##### Extracted text #####
By Grant
Lately I have been reflecting on life, work and our little journey.
I am writing this after just leaving Musket Cove off the main Island Viti Levu in Fiji which certainly feels like the closest we have been to civilisation in almost a year. It has been a truly adventurous year of exploration in some of the most remote places in the world. Places that you really don’t want to make a mistake or have an accident or drama because it is a very long way from real help. In actual fact there is no place I have found from Panama to Australia which could even lift our little boat out the water. We now only 1500 nautical miles away from Australia and we plan to be there by the middle of August. So still a few challenging passages over the next few weeks. But at this juncture I realised that I’ve been having some strong feelings and that I should try and write them down. So here it goes.
Many years ago when I left South Africa to go to China, I embarked on a crazy adventure into the unknown. Not so dissimilar to my journey today. I had no idea what to expect, I had no real safety net and when I arrived in China I realised that being in China was really the journey. Like the old saying, ‘It is the journey, not the destination that matters” and how true but often lost when we are in the thick of life.
When we embarked on this adventure, I fear, we also had no idea what was to be expected. Which in hindsight is not the best seamanship or leadership on my part but that is exactly what I wanted to explore in this writing. How do we embark on life and its journeys without taking some risks? Calculated and not. Isn’t life set out in a way that gives us choices which we must calculate, decide a path and overcome in some way?
For a young South African, or for that matter any foreigner, China can be a terribly challenging place. Often extremely binary for most. Either they love it and embrace the culture by letting down one’s barriers to learn the Chinese way or they hate the place and think China is backward and has nothing to offer. I obviously fell in the first option. And it is precisely this attitude I think we need in order to thrive both in life and/or at sea. Now this sounds a little cryptic and I hope I can elaborate.
##### Supplied information #####
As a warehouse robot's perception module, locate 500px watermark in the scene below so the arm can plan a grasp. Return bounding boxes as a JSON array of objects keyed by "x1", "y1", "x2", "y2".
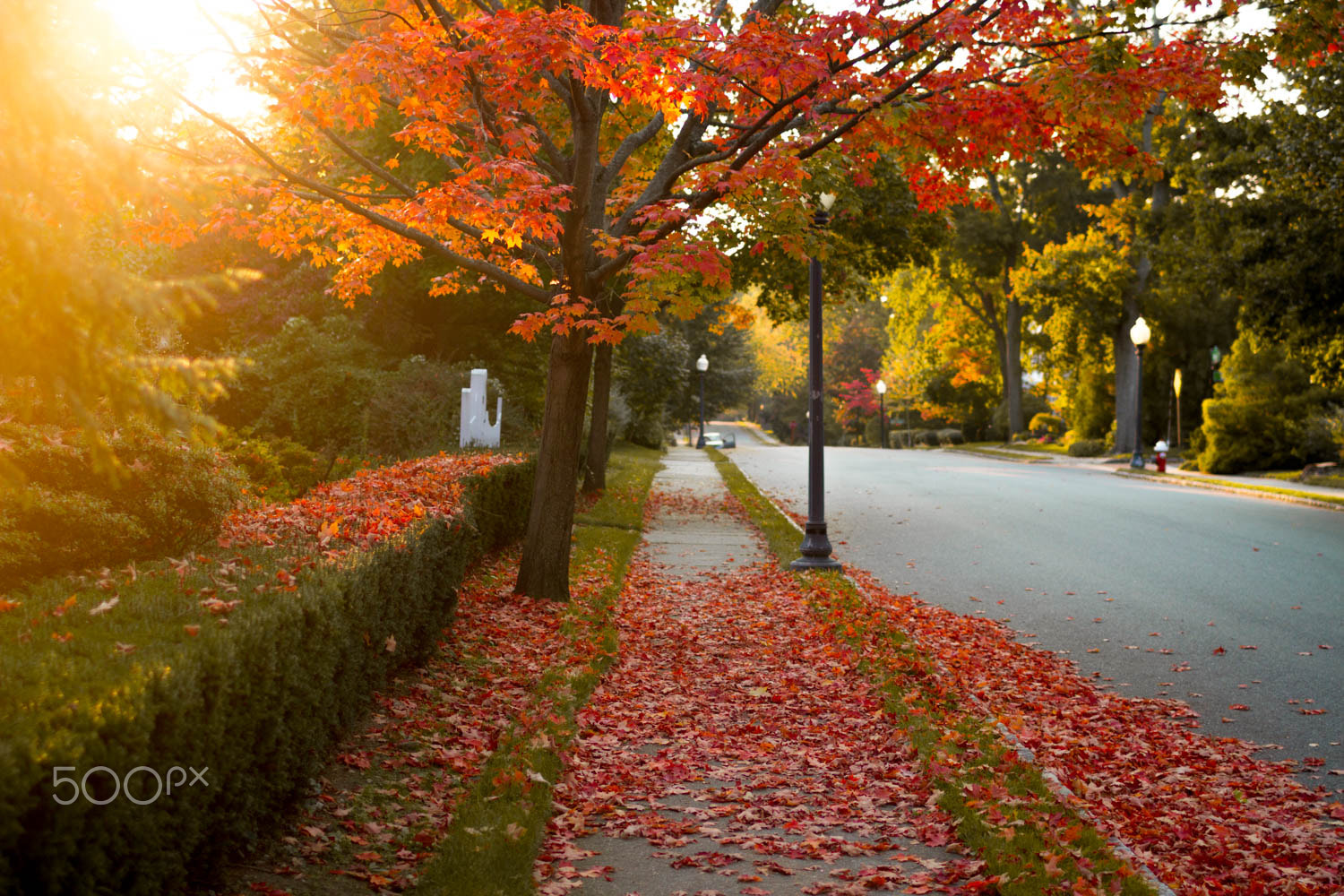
[{"x1": 51, "y1": 766, "x2": 210, "y2": 806}]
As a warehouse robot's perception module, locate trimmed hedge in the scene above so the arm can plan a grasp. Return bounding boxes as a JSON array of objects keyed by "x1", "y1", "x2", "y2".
[
  {"x1": 0, "y1": 463, "x2": 532, "y2": 896},
  {"x1": 1069, "y1": 439, "x2": 1107, "y2": 457}
]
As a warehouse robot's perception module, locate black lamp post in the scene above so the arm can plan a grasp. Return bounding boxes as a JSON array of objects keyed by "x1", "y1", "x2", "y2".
[
  {"x1": 1129, "y1": 317, "x2": 1153, "y2": 470},
  {"x1": 789, "y1": 194, "x2": 840, "y2": 570},
  {"x1": 695, "y1": 355, "x2": 710, "y2": 447},
  {"x1": 874, "y1": 380, "x2": 887, "y2": 447}
]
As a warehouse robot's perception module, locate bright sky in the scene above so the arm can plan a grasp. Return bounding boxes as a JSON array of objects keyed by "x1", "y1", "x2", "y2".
[
  {"x1": 97, "y1": 0, "x2": 265, "y2": 121},
  {"x1": 96, "y1": 0, "x2": 1290, "y2": 134}
]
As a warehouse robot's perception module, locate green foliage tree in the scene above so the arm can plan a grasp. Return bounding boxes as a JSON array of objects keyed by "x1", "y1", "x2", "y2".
[
  {"x1": 0, "y1": 0, "x2": 231, "y2": 478},
  {"x1": 940, "y1": 153, "x2": 1099, "y2": 433},
  {"x1": 615, "y1": 329, "x2": 699, "y2": 447},
  {"x1": 1196, "y1": 332, "x2": 1339, "y2": 473},
  {"x1": 1191, "y1": 54, "x2": 1344, "y2": 391},
  {"x1": 1013, "y1": 228, "x2": 1133, "y2": 439},
  {"x1": 722, "y1": 159, "x2": 948, "y2": 321}
]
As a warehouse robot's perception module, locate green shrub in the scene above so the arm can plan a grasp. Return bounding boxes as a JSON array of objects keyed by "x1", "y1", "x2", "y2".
[
  {"x1": 0, "y1": 422, "x2": 244, "y2": 591},
  {"x1": 220, "y1": 430, "x2": 331, "y2": 504},
  {"x1": 211, "y1": 317, "x2": 389, "y2": 454},
  {"x1": 1069, "y1": 439, "x2": 1107, "y2": 457},
  {"x1": 365, "y1": 355, "x2": 487, "y2": 458},
  {"x1": 1196, "y1": 333, "x2": 1339, "y2": 473},
  {"x1": 0, "y1": 456, "x2": 532, "y2": 896},
  {"x1": 1027, "y1": 412, "x2": 1064, "y2": 435}
]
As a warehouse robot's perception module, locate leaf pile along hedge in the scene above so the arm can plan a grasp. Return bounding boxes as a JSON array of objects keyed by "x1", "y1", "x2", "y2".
[{"x1": 0, "y1": 455, "x2": 534, "y2": 896}]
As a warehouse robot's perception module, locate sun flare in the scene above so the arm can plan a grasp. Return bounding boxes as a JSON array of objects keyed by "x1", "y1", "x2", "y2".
[{"x1": 99, "y1": 0, "x2": 265, "y2": 118}]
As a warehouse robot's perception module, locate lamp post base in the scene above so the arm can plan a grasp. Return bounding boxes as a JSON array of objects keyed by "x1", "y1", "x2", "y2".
[{"x1": 789, "y1": 521, "x2": 840, "y2": 570}]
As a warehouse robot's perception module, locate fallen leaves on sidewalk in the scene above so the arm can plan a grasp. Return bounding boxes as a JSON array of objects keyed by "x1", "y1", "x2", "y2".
[
  {"x1": 218, "y1": 551, "x2": 564, "y2": 893},
  {"x1": 854, "y1": 573, "x2": 1344, "y2": 896},
  {"x1": 540, "y1": 497, "x2": 980, "y2": 893}
]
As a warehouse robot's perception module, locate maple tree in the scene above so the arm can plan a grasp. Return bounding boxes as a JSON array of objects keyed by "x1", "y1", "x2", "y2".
[{"x1": 173, "y1": 0, "x2": 1236, "y2": 598}]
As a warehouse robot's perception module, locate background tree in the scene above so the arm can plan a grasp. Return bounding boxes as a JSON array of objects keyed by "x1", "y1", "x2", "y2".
[
  {"x1": 173, "y1": 0, "x2": 1242, "y2": 598},
  {"x1": 0, "y1": 0, "x2": 231, "y2": 476},
  {"x1": 940, "y1": 153, "x2": 1096, "y2": 435}
]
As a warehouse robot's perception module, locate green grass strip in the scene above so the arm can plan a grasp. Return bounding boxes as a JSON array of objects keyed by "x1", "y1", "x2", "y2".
[
  {"x1": 414, "y1": 444, "x2": 661, "y2": 896},
  {"x1": 711, "y1": 454, "x2": 1158, "y2": 896},
  {"x1": 1116, "y1": 468, "x2": 1344, "y2": 508}
]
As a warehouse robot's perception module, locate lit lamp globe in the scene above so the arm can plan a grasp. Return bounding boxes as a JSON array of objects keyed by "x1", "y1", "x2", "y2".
[
  {"x1": 1129, "y1": 317, "x2": 1153, "y2": 470},
  {"x1": 1129, "y1": 317, "x2": 1153, "y2": 348},
  {"x1": 695, "y1": 355, "x2": 710, "y2": 447}
]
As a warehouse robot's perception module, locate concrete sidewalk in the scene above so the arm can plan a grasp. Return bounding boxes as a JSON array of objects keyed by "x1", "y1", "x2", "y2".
[{"x1": 562, "y1": 446, "x2": 968, "y2": 896}]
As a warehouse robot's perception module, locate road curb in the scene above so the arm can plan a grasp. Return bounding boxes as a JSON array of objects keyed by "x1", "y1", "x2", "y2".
[
  {"x1": 734, "y1": 463, "x2": 1176, "y2": 896},
  {"x1": 1112, "y1": 469, "x2": 1344, "y2": 513}
]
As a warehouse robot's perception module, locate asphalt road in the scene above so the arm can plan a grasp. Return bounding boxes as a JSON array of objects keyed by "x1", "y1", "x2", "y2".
[{"x1": 714, "y1": 425, "x2": 1344, "y2": 790}]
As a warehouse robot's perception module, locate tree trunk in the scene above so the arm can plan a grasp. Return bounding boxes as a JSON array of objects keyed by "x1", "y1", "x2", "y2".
[
  {"x1": 583, "y1": 342, "x2": 612, "y2": 495},
  {"x1": 513, "y1": 331, "x2": 593, "y2": 600}
]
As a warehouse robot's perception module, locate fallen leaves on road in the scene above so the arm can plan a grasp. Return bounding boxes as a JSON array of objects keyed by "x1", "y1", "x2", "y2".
[{"x1": 854, "y1": 573, "x2": 1344, "y2": 896}]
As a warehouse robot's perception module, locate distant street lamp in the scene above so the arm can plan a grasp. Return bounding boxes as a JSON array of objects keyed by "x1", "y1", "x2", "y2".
[
  {"x1": 789, "y1": 194, "x2": 840, "y2": 570},
  {"x1": 1129, "y1": 317, "x2": 1153, "y2": 470},
  {"x1": 874, "y1": 380, "x2": 887, "y2": 447},
  {"x1": 1172, "y1": 366, "x2": 1180, "y2": 450},
  {"x1": 695, "y1": 355, "x2": 710, "y2": 447}
]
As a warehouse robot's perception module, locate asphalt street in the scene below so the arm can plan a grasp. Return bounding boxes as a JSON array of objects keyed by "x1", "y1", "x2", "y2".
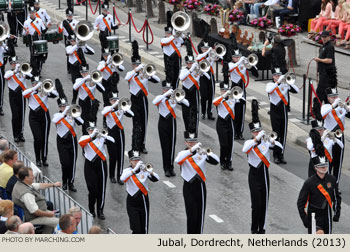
[{"x1": 0, "y1": 1, "x2": 350, "y2": 234}]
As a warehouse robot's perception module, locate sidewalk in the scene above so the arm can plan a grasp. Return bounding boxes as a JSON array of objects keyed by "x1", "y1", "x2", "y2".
[{"x1": 41, "y1": 0, "x2": 350, "y2": 170}]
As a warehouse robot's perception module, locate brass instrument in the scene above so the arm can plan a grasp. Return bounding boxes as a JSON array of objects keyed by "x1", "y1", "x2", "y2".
[{"x1": 171, "y1": 11, "x2": 191, "y2": 32}]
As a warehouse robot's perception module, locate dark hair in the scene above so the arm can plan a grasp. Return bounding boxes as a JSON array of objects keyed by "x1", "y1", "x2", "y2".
[
  {"x1": 18, "y1": 166, "x2": 33, "y2": 181},
  {"x1": 12, "y1": 161, "x2": 24, "y2": 175},
  {"x1": 58, "y1": 214, "x2": 74, "y2": 231}
]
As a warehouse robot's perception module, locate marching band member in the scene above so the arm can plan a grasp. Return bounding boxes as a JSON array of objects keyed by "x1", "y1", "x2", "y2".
#####
**Work instructions**
1) Render the records as a Markdown table with columns n and Line, one row per line with blank lines skipped. Begin at the line that has "As a warehouse robot's perception module, locate brass" and run through the last line of the records.
2) Write the next part of the essay on sailing and life's journeys, picking up right after its final sentence.

**Outputs**
1)
| n | Line |
|---|---|
| 1 | As a warehouse robot's perception module, locate brass instrument in the scene above so the arm can plan a grasp. Return bounding boxes as a JSON array of objects keyed by "x1", "y1", "x2", "y2". |
| 2 | [{"x1": 171, "y1": 11, "x2": 191, "y2": 32}] |
| 3 | As a warehouse robot's perception module, locate dark hair in the scene above so the arm can plan a grasp. Return bounding boxes as a JSON array of objects keyed by "x1", "y1", "x2", "y2". |
| 4 | [ |
| 5 |   {"x1": 18, "y1": 166, "x2": 33, "y2": 181}, |
| 6 |   {"x1": 12, "y1": 161, "x2": 24, "y2": 175}, |
| 7 |   {"x1": 58, "y1": 214, "x2": 74, "y2": 231} |
| 8 | ] |
| 9 | As a warehouse robot's perception module, locate marching band member in the scene above so the arm can plan a grasp. Return bounding boxes as a JSON array of objects keyed by "x1", "y1", "x2", "y2". |

2)
In China I was lucky enough to build a business which is still thriving today. I can safely say that I endured terrible challenges along the way but I could never have achieved any of it without the love and support from many people around me. And many of these were obviously Chinese. Through opening oneself up and allowing those who you perceive to be different, into your thinking and actions, allows for true learning. Many of you would have heard that a smart leader shouldn’t surround himself with people who agree with you on everything. I obviously agree with this but more importantly is the need to not surround yourself with people who don’t think like you because true innovation comes from different perspectives, different cultures, different outlooks and different viewpoints.
My journey around the world with my family has offered me so many more new perspectives. On the environment, on parenting, on sailing, on global geopolitics or on simply how far to troll a lure behind your boat when fishing. After surrounding yourself with different personalities and viewpoints it is the arguments, debates and discussions which are the solvent for this new creative wisdom. I can’t say I am any wiser through my experiences but I can say that I realise more everyday the need to put ourselves outside our comfort zones in order to learn and LIVE. This can be a challenge for some but luckily for me it was something I always knew I loved.
Recently I heard this quote from Confucius
I hear and I forget
I listen and I remember
I do and I understand
Never has a quote resonated more with me. Let’s do in order to understand. Let’s put ourselves in other shoes and try understand. Let’s find empathy by seeing through their eyes.
So what does all this mean in terms of life. I guess my takeaway is that we ought to take a few risks, put ourselves out there to truly live and learn. Both in terms of viewpoints, opinions and actions.
The world seems very polar at the moment. Disagreement equals hatred. Everything seems so binary. But there is no binary in the world. Nothing is ever black or white. I hope and believe in the future and the more I travel the more optimistic I am for the future.
So thank for taking the time to read my ramblings. Here is a poem (or a close version of the first version) I wrote when I was 16 years old. And perhaps it will shed some light of how I got here 30 years later.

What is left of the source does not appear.